Benoemde objecten aanwijzen
+ + + +
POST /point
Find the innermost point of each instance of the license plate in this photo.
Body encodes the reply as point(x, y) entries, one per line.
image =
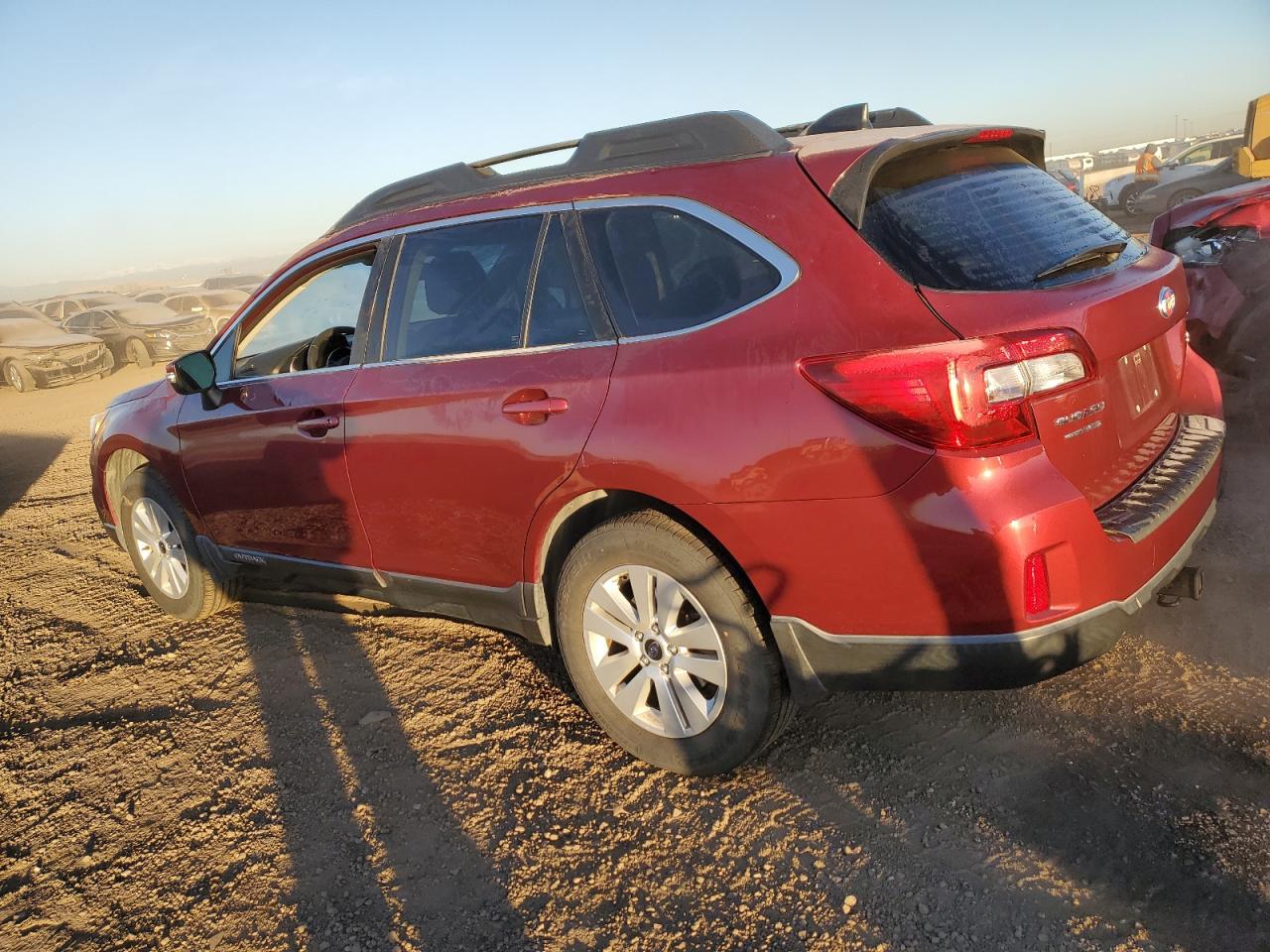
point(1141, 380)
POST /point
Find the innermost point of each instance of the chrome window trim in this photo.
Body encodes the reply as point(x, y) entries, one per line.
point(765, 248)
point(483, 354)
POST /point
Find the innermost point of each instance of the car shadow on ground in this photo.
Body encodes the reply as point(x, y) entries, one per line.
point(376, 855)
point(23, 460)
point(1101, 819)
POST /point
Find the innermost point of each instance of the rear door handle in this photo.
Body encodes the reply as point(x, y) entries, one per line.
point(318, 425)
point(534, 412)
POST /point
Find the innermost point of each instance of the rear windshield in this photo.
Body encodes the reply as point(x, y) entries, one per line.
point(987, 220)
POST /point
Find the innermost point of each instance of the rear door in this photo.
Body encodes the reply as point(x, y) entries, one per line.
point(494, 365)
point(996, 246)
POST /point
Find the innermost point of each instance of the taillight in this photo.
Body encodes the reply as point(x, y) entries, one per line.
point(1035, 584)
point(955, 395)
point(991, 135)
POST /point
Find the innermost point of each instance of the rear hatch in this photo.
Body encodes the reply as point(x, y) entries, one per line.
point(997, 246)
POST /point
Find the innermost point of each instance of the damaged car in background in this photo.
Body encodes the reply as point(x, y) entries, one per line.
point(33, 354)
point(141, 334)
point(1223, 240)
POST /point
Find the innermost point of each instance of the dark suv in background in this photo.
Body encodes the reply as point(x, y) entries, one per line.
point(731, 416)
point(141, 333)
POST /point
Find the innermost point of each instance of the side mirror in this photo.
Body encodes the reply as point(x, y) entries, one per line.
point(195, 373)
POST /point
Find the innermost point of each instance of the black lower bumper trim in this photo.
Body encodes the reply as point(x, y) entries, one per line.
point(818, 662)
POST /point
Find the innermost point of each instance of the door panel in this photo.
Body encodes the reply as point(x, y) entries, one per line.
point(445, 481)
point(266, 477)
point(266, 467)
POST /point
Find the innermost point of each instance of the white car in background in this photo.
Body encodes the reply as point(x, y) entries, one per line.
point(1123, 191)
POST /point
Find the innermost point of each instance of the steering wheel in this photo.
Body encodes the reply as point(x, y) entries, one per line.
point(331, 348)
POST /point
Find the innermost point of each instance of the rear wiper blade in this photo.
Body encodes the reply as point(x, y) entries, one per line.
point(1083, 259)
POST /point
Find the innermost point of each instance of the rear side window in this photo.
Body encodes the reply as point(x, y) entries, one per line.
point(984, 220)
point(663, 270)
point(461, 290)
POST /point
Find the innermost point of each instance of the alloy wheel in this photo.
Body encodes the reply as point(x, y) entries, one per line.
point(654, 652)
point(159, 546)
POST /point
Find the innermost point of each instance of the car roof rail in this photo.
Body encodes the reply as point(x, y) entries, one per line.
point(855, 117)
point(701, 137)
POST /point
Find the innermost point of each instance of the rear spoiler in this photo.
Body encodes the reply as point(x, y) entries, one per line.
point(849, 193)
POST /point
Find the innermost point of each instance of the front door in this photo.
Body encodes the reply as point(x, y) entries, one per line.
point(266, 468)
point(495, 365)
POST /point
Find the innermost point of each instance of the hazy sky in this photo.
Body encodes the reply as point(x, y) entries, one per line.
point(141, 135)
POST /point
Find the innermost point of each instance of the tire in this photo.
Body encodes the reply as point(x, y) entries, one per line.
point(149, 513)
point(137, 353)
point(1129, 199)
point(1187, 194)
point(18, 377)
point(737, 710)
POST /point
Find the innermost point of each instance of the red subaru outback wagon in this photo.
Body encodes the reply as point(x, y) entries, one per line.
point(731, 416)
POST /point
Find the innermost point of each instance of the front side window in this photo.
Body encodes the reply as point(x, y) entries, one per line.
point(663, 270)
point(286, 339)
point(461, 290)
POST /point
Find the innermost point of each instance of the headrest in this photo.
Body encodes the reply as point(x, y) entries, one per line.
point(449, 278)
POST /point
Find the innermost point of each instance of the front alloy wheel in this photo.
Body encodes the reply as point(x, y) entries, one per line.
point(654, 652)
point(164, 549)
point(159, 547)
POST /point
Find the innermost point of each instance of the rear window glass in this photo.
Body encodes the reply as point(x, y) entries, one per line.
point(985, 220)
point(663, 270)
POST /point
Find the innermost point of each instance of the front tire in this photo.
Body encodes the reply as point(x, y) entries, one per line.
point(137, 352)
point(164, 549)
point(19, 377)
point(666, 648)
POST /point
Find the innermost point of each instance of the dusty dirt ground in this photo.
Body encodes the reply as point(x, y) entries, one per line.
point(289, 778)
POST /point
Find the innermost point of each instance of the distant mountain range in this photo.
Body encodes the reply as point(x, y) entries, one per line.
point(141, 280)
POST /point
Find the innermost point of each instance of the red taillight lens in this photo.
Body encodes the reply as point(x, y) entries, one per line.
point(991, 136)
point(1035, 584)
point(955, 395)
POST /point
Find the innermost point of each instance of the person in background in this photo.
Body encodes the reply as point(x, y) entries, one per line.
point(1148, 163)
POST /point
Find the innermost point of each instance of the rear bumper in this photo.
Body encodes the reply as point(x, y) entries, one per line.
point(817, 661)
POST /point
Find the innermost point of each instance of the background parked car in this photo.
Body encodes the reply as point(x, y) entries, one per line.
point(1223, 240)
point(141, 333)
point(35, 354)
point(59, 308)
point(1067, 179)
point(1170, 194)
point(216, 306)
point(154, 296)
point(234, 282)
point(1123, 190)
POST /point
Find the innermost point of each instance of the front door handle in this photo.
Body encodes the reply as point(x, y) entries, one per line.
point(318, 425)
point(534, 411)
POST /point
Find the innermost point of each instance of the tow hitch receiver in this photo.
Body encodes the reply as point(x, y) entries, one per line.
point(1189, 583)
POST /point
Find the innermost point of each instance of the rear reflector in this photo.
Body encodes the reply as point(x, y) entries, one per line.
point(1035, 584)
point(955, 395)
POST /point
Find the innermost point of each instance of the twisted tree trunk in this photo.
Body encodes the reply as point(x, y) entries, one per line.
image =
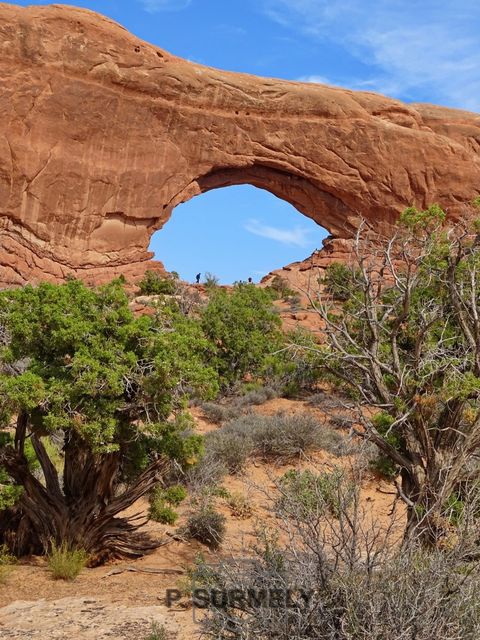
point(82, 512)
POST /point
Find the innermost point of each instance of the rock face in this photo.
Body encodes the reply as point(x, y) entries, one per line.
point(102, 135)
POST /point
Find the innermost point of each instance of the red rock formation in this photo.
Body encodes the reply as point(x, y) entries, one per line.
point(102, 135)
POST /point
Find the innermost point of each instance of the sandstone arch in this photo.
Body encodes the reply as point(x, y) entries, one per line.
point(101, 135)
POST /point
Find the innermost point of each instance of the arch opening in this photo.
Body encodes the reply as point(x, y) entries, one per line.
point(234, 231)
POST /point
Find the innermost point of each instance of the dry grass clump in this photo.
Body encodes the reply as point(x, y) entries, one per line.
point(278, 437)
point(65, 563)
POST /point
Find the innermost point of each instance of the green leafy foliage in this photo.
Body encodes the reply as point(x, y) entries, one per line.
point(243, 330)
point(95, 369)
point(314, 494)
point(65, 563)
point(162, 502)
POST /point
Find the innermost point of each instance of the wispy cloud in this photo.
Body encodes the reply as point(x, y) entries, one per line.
+ + + +
◆ **DOEL VAN DE OPDRACHT**
Schrijf de regels vanaf het begin van de items tot en met de regel met "point(1101, 819)" woordelijk opnieuw over, maar laat de afbeeldingen weg.

◆ **UITVOER VAN DE OPDRACHT**
POST /point
Find the innermost point of each instance of the license plate in this photo.
Body encodes the reply as point(x, y) entries, one per line.
image =
point(1141, 380)
POST /point
Find the innermost point of each instance of the chrome window trim in this photo.
Body encodes the reply as point(x, y) entries, one per line.
point(765, 248)
point(483, 354)
POST /point
Find the innermost point of each instance of the car shadow on ground in this photo.
Body encodes the reply as point(x, y) entries, one per line.
point(376, 855)
point(23, 460)
point(1101, 819)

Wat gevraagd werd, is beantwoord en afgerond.